Problem requirements.
All of the data must be output without alteration.

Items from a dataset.
....................
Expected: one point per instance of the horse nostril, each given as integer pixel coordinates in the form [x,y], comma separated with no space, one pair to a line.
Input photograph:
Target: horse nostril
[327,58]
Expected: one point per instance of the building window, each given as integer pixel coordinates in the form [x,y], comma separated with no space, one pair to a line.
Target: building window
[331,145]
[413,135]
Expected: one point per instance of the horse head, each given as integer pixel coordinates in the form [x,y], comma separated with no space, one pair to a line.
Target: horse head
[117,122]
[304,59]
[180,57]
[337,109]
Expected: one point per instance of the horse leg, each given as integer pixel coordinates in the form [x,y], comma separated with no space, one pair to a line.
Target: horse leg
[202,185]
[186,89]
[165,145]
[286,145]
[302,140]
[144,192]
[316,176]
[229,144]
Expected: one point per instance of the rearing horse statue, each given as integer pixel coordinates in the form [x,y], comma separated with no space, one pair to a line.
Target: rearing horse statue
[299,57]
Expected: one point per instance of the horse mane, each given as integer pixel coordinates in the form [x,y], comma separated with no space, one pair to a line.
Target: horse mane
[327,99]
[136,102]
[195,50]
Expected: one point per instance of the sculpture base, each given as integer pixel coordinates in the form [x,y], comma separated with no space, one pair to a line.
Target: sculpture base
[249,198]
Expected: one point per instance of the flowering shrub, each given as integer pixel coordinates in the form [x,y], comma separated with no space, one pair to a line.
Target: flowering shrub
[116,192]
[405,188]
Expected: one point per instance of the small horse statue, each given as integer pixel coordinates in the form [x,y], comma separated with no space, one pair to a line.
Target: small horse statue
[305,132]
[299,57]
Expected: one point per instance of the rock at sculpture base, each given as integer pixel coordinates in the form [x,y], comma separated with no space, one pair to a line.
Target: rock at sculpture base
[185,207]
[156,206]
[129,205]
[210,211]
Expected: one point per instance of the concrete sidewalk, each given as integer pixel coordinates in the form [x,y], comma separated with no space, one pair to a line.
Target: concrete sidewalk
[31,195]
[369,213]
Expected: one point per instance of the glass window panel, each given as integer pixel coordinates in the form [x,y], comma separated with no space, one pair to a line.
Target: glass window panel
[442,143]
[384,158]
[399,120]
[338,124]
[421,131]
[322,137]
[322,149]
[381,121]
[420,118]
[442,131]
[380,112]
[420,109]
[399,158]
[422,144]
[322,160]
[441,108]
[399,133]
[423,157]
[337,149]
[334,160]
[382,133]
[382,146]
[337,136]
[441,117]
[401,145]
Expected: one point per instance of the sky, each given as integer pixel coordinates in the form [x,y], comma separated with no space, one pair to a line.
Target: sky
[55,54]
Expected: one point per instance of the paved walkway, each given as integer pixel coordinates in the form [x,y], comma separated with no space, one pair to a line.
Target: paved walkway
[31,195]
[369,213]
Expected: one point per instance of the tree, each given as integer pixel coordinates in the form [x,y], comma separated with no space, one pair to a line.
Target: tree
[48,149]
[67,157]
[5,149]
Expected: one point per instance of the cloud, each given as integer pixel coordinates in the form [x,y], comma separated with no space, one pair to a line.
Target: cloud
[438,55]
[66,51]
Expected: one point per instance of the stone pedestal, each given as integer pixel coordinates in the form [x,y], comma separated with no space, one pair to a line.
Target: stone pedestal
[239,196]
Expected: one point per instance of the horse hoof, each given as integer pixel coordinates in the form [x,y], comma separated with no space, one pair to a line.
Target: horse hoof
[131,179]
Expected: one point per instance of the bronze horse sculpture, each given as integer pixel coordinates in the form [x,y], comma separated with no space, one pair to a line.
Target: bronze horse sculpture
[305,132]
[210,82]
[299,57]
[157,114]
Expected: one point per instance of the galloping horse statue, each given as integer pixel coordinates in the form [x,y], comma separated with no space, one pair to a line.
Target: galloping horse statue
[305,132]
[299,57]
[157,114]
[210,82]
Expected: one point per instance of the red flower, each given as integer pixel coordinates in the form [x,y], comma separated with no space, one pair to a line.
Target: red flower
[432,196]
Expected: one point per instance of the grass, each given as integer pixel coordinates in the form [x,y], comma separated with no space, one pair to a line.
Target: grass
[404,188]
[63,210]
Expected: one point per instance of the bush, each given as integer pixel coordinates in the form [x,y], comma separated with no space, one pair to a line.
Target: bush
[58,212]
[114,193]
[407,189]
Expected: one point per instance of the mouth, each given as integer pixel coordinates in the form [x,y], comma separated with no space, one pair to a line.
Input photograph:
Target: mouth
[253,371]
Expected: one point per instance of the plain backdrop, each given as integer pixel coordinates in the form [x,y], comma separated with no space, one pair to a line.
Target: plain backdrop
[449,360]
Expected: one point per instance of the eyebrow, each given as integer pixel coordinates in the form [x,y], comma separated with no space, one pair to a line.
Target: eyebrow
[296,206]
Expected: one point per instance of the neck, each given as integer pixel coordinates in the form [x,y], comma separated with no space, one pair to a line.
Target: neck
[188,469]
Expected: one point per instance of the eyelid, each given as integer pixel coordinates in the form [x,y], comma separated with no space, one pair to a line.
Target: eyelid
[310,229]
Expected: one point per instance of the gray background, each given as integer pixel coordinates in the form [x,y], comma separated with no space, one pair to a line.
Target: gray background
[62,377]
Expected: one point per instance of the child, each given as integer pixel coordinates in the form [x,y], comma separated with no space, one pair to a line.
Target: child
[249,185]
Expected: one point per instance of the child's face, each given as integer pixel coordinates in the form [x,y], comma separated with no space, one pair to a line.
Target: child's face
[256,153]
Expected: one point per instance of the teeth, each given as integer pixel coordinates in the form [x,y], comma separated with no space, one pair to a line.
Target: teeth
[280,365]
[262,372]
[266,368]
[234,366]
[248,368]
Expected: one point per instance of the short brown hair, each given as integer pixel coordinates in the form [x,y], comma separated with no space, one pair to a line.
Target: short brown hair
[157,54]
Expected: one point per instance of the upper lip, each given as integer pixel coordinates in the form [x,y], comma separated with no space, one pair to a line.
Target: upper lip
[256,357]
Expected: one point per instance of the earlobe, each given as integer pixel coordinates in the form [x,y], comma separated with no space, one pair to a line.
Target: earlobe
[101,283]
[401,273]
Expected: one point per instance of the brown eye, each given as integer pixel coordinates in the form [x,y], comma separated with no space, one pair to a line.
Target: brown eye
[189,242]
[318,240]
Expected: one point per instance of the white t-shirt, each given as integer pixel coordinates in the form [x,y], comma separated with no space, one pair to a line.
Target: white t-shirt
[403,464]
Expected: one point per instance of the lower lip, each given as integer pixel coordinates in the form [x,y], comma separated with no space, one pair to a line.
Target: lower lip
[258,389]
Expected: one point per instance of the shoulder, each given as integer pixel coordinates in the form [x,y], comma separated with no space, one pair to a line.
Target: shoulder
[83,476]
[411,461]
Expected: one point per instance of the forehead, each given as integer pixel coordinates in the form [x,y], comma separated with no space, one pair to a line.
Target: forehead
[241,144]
....................
Answer box.
Expected: one point per instance of the horse nostril, each given as integer pixel coordinates in the form [x,y], comma separated with no space, one pair to a line.
Input photograph:
Target: horse nostril
[327,58]
Expected: one point per instance of the building window, each given as integer pixel coordinates in the form [x,y], comma separated with no space, one pair to a line.
Target: building window
[331,145]
[413,135]
Expected: one point per instance of the horse head, each given as integer pixel coordinates in the form [x,y], comma separated with no space, one pair to a line.
Target: horse head
[117,122]
[304,59]
[180,57]
[337,109]
Expected: one point per instance of the horse leg, each given as integer pixel coordinates in the form [x,y], comma separated with no space, one pair to a line.
Target: horse leg
[202,185]
[186,89]
[165,145]
[286,145]
[302,140]
[144,192]
[316,176]
[229,144]
Expected: one point per instance of the rearing horse statue, each given as integer pixel coordinates in the form [x,y], comma separated with no space, one pair to a line.
Target: rearing horse statue
[299,57]
Expected: one point per instance of the horse mane, each given as integer pixel coordinates in the form [x,y], comma separated with no space, one pair to a line.
Target: horse mane
[327,99]
[136,102]
[195,50]
Expected: one point per instance of the sculpture base, each given as integer pixel coordinates in the form [x,y], comma separated with no space, one pair to a line.
Target: sculpture base
[249,198]
Expected: one point per instance of the flowering shrub, each given as integer pixel coordinates in the form [x,y], comma separated with no space, one pair to a line.
Target: flowering shrub
[116,192]
[405,188]
Expected: one point per instance of the small horse statue, each given as integer pixel coordinates in the form [x,y], comma separated with no space, one pair to a line.
Target: small horse statue
[305,132]
[299,57]
Expected: one point per instance of the rock at sculpture base, each given as integer pixel coordinates in the form [x,y], comma separated with no space, one pair to a line.
Target: rock at sculpture base
[185,207]
[156,206]
[129,205]
[210,211]
Expected: one point per instance of the concrete sidewalk, each given as integer pixel coordinates in the form [x,y], comma separated with no space, one pair to a line.
Target: concrete sidewalk
[31,195]
[369,213]
Expected: one point per instance of the glass window panel, each given as integer pixel coordinates in the form [x,y], comma separated with no space, one pair to a line.
Target: glass window panel
[442,143]
[384,158]
[399,120]
[338,124]
[421,131]
[322,137]
[322,149]
[381,121]
[420,118]
[442,131]
[380,112]
[420,109]
[399,158]
[422,144]
[322,160]
[441,108]
[399,133]
[423,157]
[337,149]
[334,160]
[382,133]
[382,146]
[337,136]
[441,117]
[401,145]
Expected: one point per instance of the sky, each given as integer pixel coordinates in the form [x,y], comma separated with no space, one pair to a line.
Target: sky
[55,54]
Expected: one point per instance of the paved walkway, each given as integer pixel coordinates in the form [x,y], comma separated with no space, one pair to a line.
Target: paved walkway
[31,195]
[369,213]
Expected: one point per instance of the tree, each given as integer pixel coordinates in the form [x,y], comma separated with no space, one pair to a line.
Target: tree
[48,149]
[67,157]
[5,149]
Expected: one point per instance of the cloud, each given as integer pixel coordinates in the form [x,y], comma separated with no space, one pair to a line.
Target: cloud
[438,55]
[66,51]
Expected: one point per instance of the stone pedestal, each given as integer pixel coordinates in the form [x,y], comma separated with no space, one pair to a line.
Target: stone pedestal
[239,196]
Expected: one point per instance of the horse hoof, each given as integer pixel coordinates in the form [x,y], comma separated with no space, one pair to a line.
Target: horse hoof
[131,179]
Expected: one point per instance of the bronze horse sculpture, each given as integer pixel coordinates in the form [x,y], comma separated with no space, one pair to a line.
Target: bronze horse sculpture
[305,132]
[210,82]
[299,57]
[157,114]
Expected: one point per instance of the galloping horse statue, each given as integer pixel coordinates in the form [x,y], comma separated with no space, one pair to a line.
Target: galloping horse statue
[305,132]
[299,57]
[157,114]
[210,82]
Expected: one point per instance of the red flower, each given as integer pixel coordinates in the form [x,y], comma separated with no space, one pair to a line.
Target: red flower
[432,196]
Expected: one point per instance of the grass, each given as integer pixel coordinates in the form [x,y], comma separated with no space, one pair to a line.
Target: grass
[404,188]
[63,210]
Expected: one point per instance of the bush, each given as integer pixel coordinates in the form [x,y], comma separated with no space, one pair to a line.
Target: bush
[58,212]
[114,193]
[407,189]
Expected: one point per instance of the mouth, each given as integer pixel coordinates in the form [x,y], comma separated with no space, one pair to a line.
Input photograph:
Target: mouth
[253,371]
Expected: one point per instance of the plain backdrop, each given as integer pixel coordinates in the form [x,y], comma separated with no space, one pair to a line.
Target: plain backdrop
[449,360]
Expected: one point per instance of the eyebrow, each given as integer pixel coordinates in the form [x,y], comma separated with no space, one pair to a line.
Target: eyebrow
[296,206]
Expected: one point per instance of the neck, each given as integer pixel coordinates in the form [x,y], comma separated with no space, one pair to a line.
Target: neck
[188,469]
Expected: one point per instance of the eyelid, each given as integer pixel coordinates in the form [x,y], comma separated with no space, one pair to a line.
Target: eyelid
[310,229]
Expected: one point per instance of the gray background, each given as integer pixel coordinates in the form [x,y], comma separated with no space, one pair to a line.
Target: gray background
[62,377]
Expected: one point per instance of the child, each given as integer pixel coordinates in the form [x,y], comma separated with no space, one pair to a line.
Target: child
[249,185]
Expected: one point per instance of the child's face, each given as integer pixel coordinates in the form [x,y], comma separated with no space, one pair to a line.
Target: child's face
[256,153]
Expected: one point per instance of the teeth, each given as integer pixel coordinates in the form [x,y], comma separated with no space, one pair to a line.
Target: teeth
[280,365]
[262,372]
[266,368]
[234,366]
[248,368]
Expected: one point per instance of the short brown hair, each given as integer pixel coordinates in the form [x,y], comma separated with no space, one pair to a line.
Target: short brown hair
[157,54]
Expected: one point per instance of the upper lip, each given as integer pixel coordinates in the form [x,y], comma separated with no space, one pair to a line.
Target: upper lip
[256,357]
Expected: one point per instance of the earlobe, each given as integer pixel coordinates in the form [x,y], comma separated with no space, one pair to a line.
Target: earlobe
[101,283]
[401,273]
Expected: one point per instance of the brown eye, each given as integer pixel coordinates in the form [x,y], comma separated with no space, one pair to a line.
Target: brown eye
[189,242]
[318,240]
Expected: one point per instance of the white t-shirt, each given as integer pixel coordinates in the form [x,y], comma separated with no space, one pair to a line.
Target: white t-shirt
[403,464]
Expected: one point per instance of the lower lip, each given as integer pixel coordinates in the form [x,y], comma separated with no space, one pair to a line.
Target: lower lip
[258,389]
Expected: one point per instance of the shoulder, each given as integer pixel coordinates in the form [x,y], comma separated with no space, one pair to a line.
Target: shoulder
[83,476]
[411,461]
Expected: one point per instance of the forehead, each given as integer pixel coordinates in the form [x,y], comma separated with no space, one pair to a line.
Target: forehead
[241,144]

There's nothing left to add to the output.